# REQUIRED WORK
For each record below, set it down exactly but leave out any picture.

━━━ RECORDS SUPPLIED

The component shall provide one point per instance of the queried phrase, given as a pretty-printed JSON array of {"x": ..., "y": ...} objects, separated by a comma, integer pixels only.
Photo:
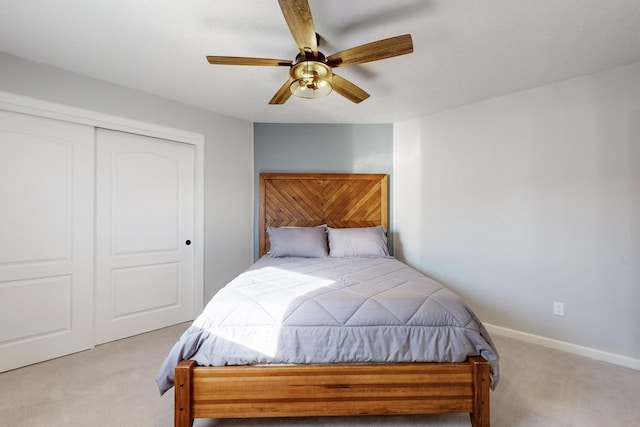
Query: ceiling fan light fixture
[{"x": 311, "y": 79}]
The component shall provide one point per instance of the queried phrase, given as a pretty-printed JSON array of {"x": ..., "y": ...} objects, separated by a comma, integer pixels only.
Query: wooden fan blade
[
  {"x": 238, "y": 60},
  {"x": 298, "y": 17},
  {"x": 282, "y": 94},
  {"x": 382, "y": 49},
  {"x": 347, "y": 89}
]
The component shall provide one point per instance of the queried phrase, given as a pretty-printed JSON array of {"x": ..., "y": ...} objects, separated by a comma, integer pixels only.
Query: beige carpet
[{"x": 113, "y": 385}]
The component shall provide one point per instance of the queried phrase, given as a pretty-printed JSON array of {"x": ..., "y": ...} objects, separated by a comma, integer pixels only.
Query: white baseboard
[{"x": 592, "y": 353}]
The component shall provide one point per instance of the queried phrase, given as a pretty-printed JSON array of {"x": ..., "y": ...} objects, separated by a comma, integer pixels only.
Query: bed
[{"x": 351, "y": 382}]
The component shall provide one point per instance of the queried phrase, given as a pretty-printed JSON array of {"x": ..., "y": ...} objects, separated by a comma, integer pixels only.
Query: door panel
[
  {"x": 46, "y": 239},
  {"x": 145, "y": 213}
]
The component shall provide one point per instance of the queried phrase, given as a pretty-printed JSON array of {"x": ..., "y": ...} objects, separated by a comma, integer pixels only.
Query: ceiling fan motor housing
[{"x": 311, "y": 76}]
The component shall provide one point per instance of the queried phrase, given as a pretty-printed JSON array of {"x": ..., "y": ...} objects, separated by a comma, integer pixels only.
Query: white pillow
[
  {"x": 358, "y": 242},
  {"x": 307, "y": 242}
]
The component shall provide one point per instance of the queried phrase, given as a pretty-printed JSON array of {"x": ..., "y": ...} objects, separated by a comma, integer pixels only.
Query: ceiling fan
[{"x": 311, "y": 74}]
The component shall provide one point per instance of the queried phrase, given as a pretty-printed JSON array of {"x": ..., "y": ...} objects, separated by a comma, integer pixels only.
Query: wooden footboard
[{"x": 332, "y": 390}]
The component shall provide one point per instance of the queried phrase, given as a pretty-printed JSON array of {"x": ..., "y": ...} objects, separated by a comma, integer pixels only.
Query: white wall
[
  {"x": 228, "y": 152},
  {"x": 531, "y": 198}
]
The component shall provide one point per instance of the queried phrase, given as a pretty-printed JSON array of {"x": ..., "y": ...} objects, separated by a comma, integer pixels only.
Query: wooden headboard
[{"x": 305, "y": 200}]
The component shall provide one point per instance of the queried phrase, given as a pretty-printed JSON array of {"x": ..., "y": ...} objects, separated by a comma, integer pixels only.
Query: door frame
[{"x": 37, "y": 107}]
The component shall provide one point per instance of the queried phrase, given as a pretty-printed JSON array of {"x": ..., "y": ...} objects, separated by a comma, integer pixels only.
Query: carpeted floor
[{"x": 113, "y": 385}]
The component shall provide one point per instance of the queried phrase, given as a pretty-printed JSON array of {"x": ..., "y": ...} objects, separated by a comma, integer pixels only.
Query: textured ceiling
[{"x": 464, "y": 50}]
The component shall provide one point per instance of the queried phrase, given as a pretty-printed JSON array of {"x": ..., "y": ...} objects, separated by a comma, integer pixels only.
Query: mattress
[{"x": 331, "y": 310}]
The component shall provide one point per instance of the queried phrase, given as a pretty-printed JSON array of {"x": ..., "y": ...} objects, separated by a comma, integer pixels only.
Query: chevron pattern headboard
[{"x": 338, "y": 200}]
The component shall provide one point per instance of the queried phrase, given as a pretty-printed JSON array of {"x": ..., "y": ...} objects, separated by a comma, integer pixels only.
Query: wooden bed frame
[{"x": 338, "y": 200}]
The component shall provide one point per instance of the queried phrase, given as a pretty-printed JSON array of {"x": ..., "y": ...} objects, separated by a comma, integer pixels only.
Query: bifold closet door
[
  {"x": 46, "y": 238},
  {"x": 144, "y": 232}
]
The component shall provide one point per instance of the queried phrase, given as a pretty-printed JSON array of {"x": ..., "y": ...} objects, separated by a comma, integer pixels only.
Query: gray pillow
[
  {"x": 307, "y": 242},
  {"x": 358, "y": 242}
]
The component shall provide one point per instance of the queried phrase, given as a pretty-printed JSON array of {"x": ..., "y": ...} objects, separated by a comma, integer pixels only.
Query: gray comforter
[{"x": 331, "y": 310}]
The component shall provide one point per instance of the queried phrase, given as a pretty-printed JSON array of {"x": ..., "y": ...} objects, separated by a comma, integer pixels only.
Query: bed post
[
  {"x": 480, "y": 417},
  {"x": 183, "y": 416}
]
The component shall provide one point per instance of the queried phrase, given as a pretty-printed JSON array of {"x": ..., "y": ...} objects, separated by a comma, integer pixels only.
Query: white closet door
[
  {"x": 46, "y": 239},
  {"x": 145, "y": 225}
]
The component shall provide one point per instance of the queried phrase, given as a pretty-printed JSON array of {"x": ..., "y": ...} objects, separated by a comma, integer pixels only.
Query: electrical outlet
[{"x": 558, "y": 308}]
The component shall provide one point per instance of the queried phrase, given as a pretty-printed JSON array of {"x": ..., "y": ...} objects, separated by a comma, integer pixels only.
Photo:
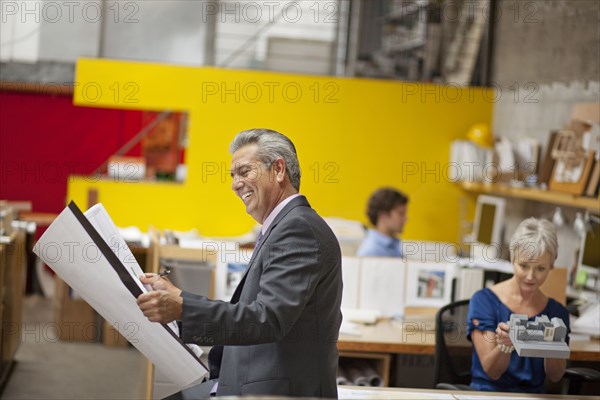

━━━━━━

# ANSWER TO THIS PROBLEM
The component shall provide one point per instance of the queried phrase, given as a pretty-printed JSON array of {"x": ..., "y": ...} objects, separated by a comma, integer pixels only.
Photo:
Query: ceiling fan light fixture
[{"x": 311, "y": 79}]
The component shall provide one point per instance of the queried phrase, given as a pretty-printed JSON array of {"x": ..., "y": ...} objects, separated by a comma, integer pixels only.
Query: wooden fan blade
[
  {"x": 238, "y": 60},
  {"x": 298, "y": 17},
  {"x": 282, "y": 94},
  {"x": 382, "y": 49},
  {"x": 347, "y": 89}
]
The component shall provide one point per instance of the queried phrase, given as a pretty-printed JSON array of {"x": ..., "y": ...} objects, separated by a comma, integer pixels only.
Query: beige carpet
[{"x": 113, "y": 385}]
The component shall provide one point per instance of the queried phrase, given as a pretty-printed JSON array of {"x": ..., "y": ...} objects, separated by a comma, integer pixels only.
Query: white baseboard
[{"x": 592, "y": 353}]
The component shall provide one point per instance of the queried phrase, given as a pretty-printed JSON array of {"x": ..., "y": ...} objects, separated by a comma, integer pixels only.
Query: bed
[{"x": 351, "y": 382}]
The component shall provide one point per instance of the queried phrase, given as a pretty-printed JSON array of {"x": ..., "y": ...} objects, separated by a comma, integer pixels only.
Query: door panel
[
  {"x": 46, "y": 239},
  {"x": 145, "y": 213}
]
The component shall provide one point per instance of the queried phrase, given as a pretty-printed JSON array of {"x": ..., "y": ...} objects, separated by a comma, integer pixels only.
Query: ceiling fan motor housing
[{"x": 311, "y": 76}]
The component shall provide one point per instance of the queried phrase, given as a pretty-printed JSON array of {"x": ..., "y": ...} objects, separated by a comma, integer pixels only.
Query: white pillow
[
  {"x": 358, "y": 242},
  {"x": 307, "y": 242}
]
The component shall provide one point per instance of the queried phrase, given as a pretty-printed JSON array of {"x": ..., "y": ...} objects, separated by a comma, integer pixels only.
Query: ceiling fan
[{"x": 311, "y": 74}]
The component shall provide one point per instance of the queried phrase, given as a pretty-printed JSON array of {"x": ..., "y": ...} objects, separated by a comma, integer pixels only.
Query: wooden footboard
[{"x": 332, "y": 390}]
The component shall provide one point per instance of the queried phrase, given as a pretty-printed JSON array of {"x": ..., "y": ...} objects, separated by a comma, integer pixels only.
Query: white wall
[
  {"x": 228, "y": 152},
  {"x": 531, "y": 198}
]
The component shall provide one point per instance of the queried phrase, given as a pretty-printed JSON array of {"x": ..., "y": ...} objects, separated by a comma, integer pixels only.
Query: wooden headboard
[{"x": 305, "y": 200}]
The component shall provide one point per instance of the queried phrase, given as a pretty-printed JSON array of {"x": ..., "y": ...} objects, separated by a comma, integer pixels only.
Query: door frame
[{"x": 37, "y": 107}]
The component shall provide one point per instance of the queried phrase, given as a pretty-printed JSON array of {"x": ..., "y": ...} objects, separated by a comma, integer pixels only.
Query: carpeted floor
[{"x": 113, "y": 385}]
The component shall provide one point per instance of the queried phrase, given as a pretty-printed JSON array of {"x": ..., "y": ...} objects, separated by a comma, integer pixels only.
Query: textured ceiling
[{"x": 464, "y": 50}]
The component shall provide one point per instance of the queried phrase, given as a pretty-printed JSON array of {"x": ..., "y": ...} objects, separated by a comma, integer pixels only.
Query: mattress
[{"x": 331, "y": 310}]
The component shall provide one point per instance of the queried phrase, given as a pretty-printed JSON array of {"x": ..., "y": ...} objects, separated by a comma, integer pixels only.
Query: chevron pattern headboard
[{"x": 338, "y": 200}]
The component shall provide one point per instance of the queried phrase, given as a pretty-printed JSON array of {"x": ..., "y": ...} objects, separated by a comma, integer pixels only.
Query: wooden bed frame
[{"x": 338, "y": 200}]
The component shall provide one point per instance of the queried phrase, given as a pretty-printed JSON array of {"x": ..., "y": ...} objects, separated by a comma, integer pixels only.
Query: bifold closet door
[
  {"x": 46, "y": 238},
  {"x": 144, "y": 232}
]
The component shall provide one point per instance of the queried phrase, given as a pretty-printed JSON array of {"x": ..., "y": ...} objects, separated by a comma, integer pixels only.
Query: gray pillow
[
  {"x": 307, "y": 242},
  {"x": 358, "y": 242}
]
The component shall provide one point per instance of the queried phrase, given as a pretty-printed JSON array of {"x": ..., "y": ...} objects, separated by a comma, integer pixels only.
Query: gray comforter
[{"x": 331, "y": 310}]
The component shall provide one point per instance of the queried phrase, given as a pretty-printed JSON array of {"x": ..., "y": ...} objects, separated by a comma, integer pixels only.
Query: bed post
[
  {"x": 480, "y": 417},
  {"x": 183, "y": 416}
]
The component shall provide one point per instance of the queried phrase, given as a pretty-printed JSON array of {"x": ..., "y": ...} objects, separated by a comma, integer pixels only.
Query: white closet door
[
  {"x": 46, "y": 239},
  {"x": 145, "y": 225}
]
The component shall provide one point per instance of the queried phrase, given as a pretty-printed JSON array of {"x": ..., "y": ...} objects, separated by a comma, integer pixels only.
Query: electrical outlet
[{"x": 558, "y": 308}]
The component shall provide one point per instance of the queried phrase, given as a pretty-printed JSON array of {"x": ..., "y": ...} objects, separated by a comma, integer pixels only.
Photo:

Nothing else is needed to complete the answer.